_Task item_
Repeat precisely the span of lines below that opens with the line containing "x=488, y=310" and closes with the line containing "x=373, y=141", both included.

_Recorded information_
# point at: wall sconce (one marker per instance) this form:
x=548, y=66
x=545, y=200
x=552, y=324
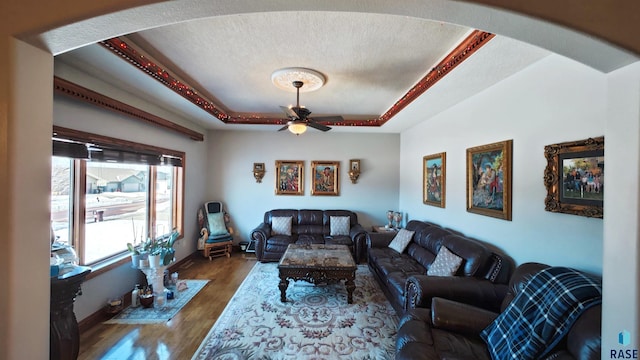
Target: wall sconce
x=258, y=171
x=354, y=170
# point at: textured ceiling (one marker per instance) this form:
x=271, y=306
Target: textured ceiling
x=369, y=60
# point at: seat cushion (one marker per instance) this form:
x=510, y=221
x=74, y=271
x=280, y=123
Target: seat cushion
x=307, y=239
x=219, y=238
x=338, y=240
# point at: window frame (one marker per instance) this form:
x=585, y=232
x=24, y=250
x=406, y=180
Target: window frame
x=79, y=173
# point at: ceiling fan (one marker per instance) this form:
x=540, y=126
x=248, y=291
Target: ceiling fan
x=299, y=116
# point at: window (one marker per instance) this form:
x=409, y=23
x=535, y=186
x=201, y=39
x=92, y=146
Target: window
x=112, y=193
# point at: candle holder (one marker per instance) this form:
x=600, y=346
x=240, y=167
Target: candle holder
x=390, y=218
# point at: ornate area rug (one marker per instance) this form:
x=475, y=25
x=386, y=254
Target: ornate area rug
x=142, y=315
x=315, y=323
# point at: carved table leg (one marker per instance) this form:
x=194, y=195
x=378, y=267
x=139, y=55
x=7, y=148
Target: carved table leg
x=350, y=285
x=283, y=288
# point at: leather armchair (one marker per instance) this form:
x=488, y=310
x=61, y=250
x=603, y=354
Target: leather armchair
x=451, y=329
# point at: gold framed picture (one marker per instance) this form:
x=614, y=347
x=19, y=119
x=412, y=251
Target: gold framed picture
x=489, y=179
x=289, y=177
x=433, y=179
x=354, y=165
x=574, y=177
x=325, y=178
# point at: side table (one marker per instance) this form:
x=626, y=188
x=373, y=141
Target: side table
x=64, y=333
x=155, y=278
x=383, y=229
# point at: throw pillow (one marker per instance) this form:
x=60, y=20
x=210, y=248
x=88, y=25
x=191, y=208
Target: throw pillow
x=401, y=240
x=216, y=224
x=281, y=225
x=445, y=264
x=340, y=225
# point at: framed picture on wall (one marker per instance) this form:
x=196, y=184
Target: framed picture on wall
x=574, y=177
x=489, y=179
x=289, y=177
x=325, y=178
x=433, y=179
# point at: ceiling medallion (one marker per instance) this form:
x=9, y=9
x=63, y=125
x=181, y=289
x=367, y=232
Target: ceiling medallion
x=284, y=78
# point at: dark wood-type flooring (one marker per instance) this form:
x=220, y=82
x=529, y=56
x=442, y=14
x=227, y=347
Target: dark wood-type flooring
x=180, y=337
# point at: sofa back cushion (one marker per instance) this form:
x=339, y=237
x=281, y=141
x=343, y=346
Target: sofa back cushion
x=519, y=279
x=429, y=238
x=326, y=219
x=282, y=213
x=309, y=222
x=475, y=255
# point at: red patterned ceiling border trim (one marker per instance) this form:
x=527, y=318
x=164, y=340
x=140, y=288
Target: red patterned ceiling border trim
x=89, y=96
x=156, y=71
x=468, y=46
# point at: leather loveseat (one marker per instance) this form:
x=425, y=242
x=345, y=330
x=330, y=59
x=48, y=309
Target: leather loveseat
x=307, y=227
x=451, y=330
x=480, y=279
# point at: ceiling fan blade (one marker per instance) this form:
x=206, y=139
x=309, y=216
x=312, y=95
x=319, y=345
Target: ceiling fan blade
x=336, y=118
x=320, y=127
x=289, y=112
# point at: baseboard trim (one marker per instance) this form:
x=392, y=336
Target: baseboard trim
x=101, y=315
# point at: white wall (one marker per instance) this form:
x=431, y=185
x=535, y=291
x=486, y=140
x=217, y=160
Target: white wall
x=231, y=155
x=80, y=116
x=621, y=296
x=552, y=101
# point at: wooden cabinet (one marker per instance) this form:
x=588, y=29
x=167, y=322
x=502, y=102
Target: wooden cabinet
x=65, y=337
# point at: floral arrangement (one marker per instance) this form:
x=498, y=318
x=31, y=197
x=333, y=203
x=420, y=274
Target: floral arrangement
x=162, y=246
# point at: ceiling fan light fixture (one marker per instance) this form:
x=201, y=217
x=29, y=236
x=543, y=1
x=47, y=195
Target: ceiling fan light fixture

_The completed task_
x=488, y=310
x=61, y=250
x=603, y=354
Target: leather armchair
x=451, y=329
# point at: gold framed picture (one marker per instance) this form:
x=614, y=347
x=19, y=119
x=412, y=251
Target: gold framed picture
x=489, y=179
x=289, y=177
x=433, y=179
x=354, y=165
x=574, y=177
x=325, y=178
# point at: side table (one marker per instance) this form:
x=626, y=188
x=373, y=141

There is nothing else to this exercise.